**Written exercise**.
Gather each line in the rows below that contains the word "lily" and copy it in full.

**Extracted information**.
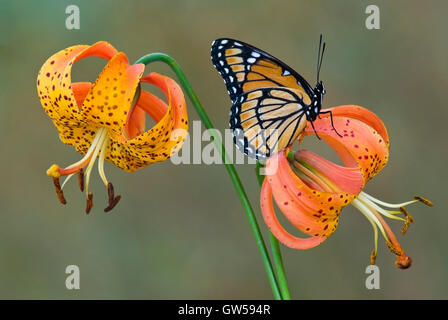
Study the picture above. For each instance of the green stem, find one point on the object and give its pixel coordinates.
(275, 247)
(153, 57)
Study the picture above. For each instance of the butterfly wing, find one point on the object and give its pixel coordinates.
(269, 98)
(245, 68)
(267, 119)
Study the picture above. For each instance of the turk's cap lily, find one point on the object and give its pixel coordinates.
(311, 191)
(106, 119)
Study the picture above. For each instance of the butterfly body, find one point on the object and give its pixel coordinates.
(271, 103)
--
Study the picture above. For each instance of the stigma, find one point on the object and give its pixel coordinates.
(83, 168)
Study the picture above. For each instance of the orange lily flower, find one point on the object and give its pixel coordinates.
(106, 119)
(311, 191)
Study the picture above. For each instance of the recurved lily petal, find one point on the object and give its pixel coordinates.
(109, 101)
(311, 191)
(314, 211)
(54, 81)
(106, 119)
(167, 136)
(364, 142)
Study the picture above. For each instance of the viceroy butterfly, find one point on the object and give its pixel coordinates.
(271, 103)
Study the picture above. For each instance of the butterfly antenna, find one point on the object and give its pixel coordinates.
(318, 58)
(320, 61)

**Written solution**.
Study the picture above. For each instance of the turk's cap lily, find one point on the object and give its pixel coordinates.
Study the picture above. For each instance of the orange lily flower, find one point on the object and give its pixel coordinates.
Study the picture above. For each instance of the recurved lily petal, find one point on the object and give its pixel coordinates.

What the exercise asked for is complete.